EXCERPTED PASSAGE:
How Tax Reform Speculation Is Already Hurting Affordable Housing, And How Ben Carson Can Help
Executives throughout the real estate and business community have been eagerly awaiting corporate tax cuts now that the GOP controls the White House and Congress, but affordable housing developers are not so thrilled about the idea.
While passage of tax reform is likely still months away, real estate finance experts say that uncertainty around Trump's tax proposals is already hurting affordable housing development. Cutting corporate tax rates would bring down investor demand for the Low Income Housing Tax Credit, the main driver of affordable housing development, reducing the value of the credits.
Speculation around these impending tax cuts has already caused credits to be priced 15 to 20% lower, DC Housing Finance Agency executive director Todd Lee said, making it harder for developers to finance affordable housing deals.
"We’re starting to see some impact," Lee, speaking on the finance panel at Bisnow's Sixth Annual DC Region Affordable Housing event Thursday morning, said. "There have been some deals we’ve been working on for a number of months that post-election didn’t work when it used to work. The gap was a little bit wider."
Hunt Mortgage Group vice president Kristofor Peterson and Telesis General Counsel David Godschalk
Telesis general counsel David Godschalk, who works on structuring real estate tax credit financing, said this gap makes it harder to finance projects and will have a major impact on affordable housing supply.
"We are really entering a period of significant uncertainty that I suspect is going to result in real reductions in affordable housing production, both here and nationally," Godschalk said, "at a time that we really need them most."
With fewer deals able to get done, Hunt Mortgage vice president Kristofor Peterson said it becomes important to prioritize the most vital ones.
"The deals that are more needed will get pushed up to the front," Peterson said. "Maybe developers are working on five at the same time, but they have to allocate which one is most viable given the current environment and how can I get it there."
Dantes Partners' Buwa Binitie, Eaglebank's Rich Devaney and WC Smith's Pam Askew
The reduced value of tax credits comes from speculation over tax reform rather than policies the Trump Administration has already taken. Developers suggested some actions the Department of Housing and Urban Development, under Trump's nominee Ben Carson, could take to help alleviate this problem.

TASKS AND EXERCISES:
[a] According to the tax reform article, why does talk of corporate tax cuts make affordable housing deals harder to finance?
[b] Identify everyone whose own words appear in quotation marks in the tax reform article, and give each person's title and organization as stated.
[c] Pick up the tax reform article after its last sentence, presenting the actions developers suggested HUD could take.

DATASET RECORDS:

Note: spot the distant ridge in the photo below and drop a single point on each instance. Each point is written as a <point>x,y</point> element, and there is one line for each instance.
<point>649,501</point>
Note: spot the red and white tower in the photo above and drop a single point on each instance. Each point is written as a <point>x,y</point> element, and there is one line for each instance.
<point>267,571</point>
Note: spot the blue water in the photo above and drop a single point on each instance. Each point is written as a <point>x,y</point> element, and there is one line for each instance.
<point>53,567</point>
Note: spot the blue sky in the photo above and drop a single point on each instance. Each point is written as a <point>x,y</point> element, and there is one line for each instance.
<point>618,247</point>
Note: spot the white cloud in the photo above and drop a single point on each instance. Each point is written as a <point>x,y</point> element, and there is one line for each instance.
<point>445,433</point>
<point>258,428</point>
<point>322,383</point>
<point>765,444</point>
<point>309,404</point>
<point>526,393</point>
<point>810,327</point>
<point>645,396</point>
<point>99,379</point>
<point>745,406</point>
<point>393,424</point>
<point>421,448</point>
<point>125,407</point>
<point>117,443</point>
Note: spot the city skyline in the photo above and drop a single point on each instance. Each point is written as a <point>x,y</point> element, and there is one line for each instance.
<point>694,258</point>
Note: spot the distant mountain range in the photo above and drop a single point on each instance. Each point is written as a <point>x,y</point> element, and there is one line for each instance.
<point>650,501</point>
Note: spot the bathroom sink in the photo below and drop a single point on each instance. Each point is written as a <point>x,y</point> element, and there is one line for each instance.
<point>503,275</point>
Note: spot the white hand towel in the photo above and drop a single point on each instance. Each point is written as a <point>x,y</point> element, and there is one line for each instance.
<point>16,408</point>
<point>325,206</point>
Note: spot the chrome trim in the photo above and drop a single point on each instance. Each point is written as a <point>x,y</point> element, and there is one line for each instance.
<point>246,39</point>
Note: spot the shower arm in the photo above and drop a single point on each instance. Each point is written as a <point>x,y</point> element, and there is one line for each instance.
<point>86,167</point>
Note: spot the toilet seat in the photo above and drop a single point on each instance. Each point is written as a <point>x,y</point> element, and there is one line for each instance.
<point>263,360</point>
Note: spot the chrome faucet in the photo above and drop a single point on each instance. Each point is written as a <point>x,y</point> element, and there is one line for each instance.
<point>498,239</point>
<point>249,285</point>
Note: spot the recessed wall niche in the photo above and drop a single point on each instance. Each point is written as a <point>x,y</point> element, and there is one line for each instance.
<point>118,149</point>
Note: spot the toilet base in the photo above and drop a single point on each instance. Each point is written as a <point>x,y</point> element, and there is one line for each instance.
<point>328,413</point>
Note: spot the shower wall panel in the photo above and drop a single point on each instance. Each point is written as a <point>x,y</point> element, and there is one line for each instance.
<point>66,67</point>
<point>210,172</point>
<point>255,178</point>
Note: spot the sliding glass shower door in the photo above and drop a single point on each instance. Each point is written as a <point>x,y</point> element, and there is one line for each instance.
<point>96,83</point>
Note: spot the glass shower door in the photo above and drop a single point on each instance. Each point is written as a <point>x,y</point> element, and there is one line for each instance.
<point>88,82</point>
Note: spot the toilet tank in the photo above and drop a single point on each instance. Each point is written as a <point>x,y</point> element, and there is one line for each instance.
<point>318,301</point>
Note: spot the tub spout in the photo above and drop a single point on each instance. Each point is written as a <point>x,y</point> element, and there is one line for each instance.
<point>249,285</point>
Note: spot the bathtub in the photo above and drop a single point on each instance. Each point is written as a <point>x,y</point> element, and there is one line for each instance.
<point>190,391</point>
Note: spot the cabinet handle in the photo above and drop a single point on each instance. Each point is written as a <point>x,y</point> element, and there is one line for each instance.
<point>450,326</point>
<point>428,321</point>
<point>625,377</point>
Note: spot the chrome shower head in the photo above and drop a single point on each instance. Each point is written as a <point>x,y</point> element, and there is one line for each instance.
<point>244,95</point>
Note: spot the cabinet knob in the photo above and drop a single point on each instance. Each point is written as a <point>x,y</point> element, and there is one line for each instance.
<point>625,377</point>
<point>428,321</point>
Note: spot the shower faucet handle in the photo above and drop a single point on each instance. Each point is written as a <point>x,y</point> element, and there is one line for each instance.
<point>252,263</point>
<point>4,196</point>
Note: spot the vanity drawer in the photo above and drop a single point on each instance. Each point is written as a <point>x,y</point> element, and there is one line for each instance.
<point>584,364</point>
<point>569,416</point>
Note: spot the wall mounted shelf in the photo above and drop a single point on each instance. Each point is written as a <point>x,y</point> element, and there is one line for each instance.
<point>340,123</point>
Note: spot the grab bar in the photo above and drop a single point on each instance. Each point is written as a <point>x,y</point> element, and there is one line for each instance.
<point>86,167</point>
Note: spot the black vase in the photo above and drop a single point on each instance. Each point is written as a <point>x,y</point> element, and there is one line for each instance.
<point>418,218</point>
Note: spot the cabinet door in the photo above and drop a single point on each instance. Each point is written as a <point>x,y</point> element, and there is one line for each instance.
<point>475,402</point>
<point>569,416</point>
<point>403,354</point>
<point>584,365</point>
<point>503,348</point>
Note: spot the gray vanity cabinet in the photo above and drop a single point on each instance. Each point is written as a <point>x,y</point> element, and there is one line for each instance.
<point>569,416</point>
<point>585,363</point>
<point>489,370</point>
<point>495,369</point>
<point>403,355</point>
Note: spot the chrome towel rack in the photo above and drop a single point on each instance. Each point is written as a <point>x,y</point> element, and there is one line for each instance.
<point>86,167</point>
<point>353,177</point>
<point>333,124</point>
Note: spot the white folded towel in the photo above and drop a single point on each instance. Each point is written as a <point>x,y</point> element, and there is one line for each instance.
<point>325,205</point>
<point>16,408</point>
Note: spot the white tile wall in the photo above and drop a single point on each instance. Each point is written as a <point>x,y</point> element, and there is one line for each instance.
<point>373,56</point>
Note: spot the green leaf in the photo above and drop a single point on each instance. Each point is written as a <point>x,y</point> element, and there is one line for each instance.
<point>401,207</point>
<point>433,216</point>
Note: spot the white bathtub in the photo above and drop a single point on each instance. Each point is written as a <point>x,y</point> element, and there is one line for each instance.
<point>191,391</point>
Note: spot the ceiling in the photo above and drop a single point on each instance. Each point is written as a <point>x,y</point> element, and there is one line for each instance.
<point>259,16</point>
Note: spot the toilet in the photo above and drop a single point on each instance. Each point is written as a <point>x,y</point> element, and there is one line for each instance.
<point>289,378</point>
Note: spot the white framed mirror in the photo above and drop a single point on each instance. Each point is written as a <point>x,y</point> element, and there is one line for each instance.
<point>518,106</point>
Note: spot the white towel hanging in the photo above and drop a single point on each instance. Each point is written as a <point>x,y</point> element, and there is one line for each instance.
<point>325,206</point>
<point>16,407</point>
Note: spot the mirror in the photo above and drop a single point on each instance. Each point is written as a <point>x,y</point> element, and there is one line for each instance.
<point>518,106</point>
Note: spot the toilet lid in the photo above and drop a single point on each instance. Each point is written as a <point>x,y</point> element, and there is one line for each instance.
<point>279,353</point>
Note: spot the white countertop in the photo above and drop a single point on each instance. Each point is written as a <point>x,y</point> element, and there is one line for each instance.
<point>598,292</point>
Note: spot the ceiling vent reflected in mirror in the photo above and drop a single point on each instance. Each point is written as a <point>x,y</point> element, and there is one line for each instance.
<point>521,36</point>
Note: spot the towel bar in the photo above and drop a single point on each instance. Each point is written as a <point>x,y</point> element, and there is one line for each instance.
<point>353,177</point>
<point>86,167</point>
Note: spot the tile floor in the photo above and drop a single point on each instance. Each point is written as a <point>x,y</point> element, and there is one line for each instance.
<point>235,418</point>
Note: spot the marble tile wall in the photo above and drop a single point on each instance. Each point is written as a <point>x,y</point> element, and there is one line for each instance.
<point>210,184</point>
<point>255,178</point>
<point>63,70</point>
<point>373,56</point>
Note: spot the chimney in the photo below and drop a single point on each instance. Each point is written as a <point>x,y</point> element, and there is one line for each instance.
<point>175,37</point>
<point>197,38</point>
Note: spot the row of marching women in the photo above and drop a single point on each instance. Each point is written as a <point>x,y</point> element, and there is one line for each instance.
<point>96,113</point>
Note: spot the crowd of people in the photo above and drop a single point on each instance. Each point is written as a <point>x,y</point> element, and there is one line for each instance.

RESULTS OF THE TASKS:
[a] Lower corporate tax rates would reduce investor demand for the Low Income Housing Tax Credit, the main driver of affordable housing development, which lowers the value of the credits. Speculation about these cuts has already pushed credit prices 15 to 20% lower. That widens the financing gap, so some deals that used to work no longer do.

[b]
- Todd Lee, executive director, DC Housing Finance Agency
- David Godschalk, general counsel, Telesis
- Kristofor Peterson, vice president, Hunt Mortgage Group

[c]
Dantes Partners managing principal Buwa Binitie said HUD should reform Qualified Census Tracts, the way the agency designates difficult development areas for LIHTC purposes.
"We’re in neighborhoods now where we are no longer in the qualified census tract, which doesn’t make sense," Binitie said. "That’s one of the big things we’ve been pushing on a national level, to get HUD to realize this is a simple fix for which they could really help us secure additional resources."
Nixon Peabody's Megan Altidor, Montgomery Housing Partnership president Robert Goldman and DHCD director Polly Donaldson
Even though HUD won't have direct control over the level of funding for the LIHTC program, which Congress determines, Montgomery Housing Partnership president Robert Goldman said Carson has an important role to play.
"He should really be advocating for the tax credit program," Goldman said. "Not just more credits, but finding a way to prop up the value of the credits. You could tweak the program, maybe 30% boosts for all projects, or other things that can prop up the value, so you don’t have a gap."
DC Department of Housing and Community Development director Polly Donaldson said the District is aiming to help fill the financing gap by leveraging private investment with its $100M trust fund program.
Mayor Muriel Bowser, who closed out the event, said her administration is examining ways to increase the District's investment beyond the $100M annual pledge. As for working with the new White House, Bowser is still in wait-and-see mode.
"We want to see if the new tax policies or new and different ideas that come out of HUD will affect the District’s development," Bowser said. "It has been our position since election day to really scan the environment, look into the policies that have been discussed over the last year and get ready for what might be presented, especially where we see vulnerabilities. We also see some opportunities, but we do see vulnerabilities."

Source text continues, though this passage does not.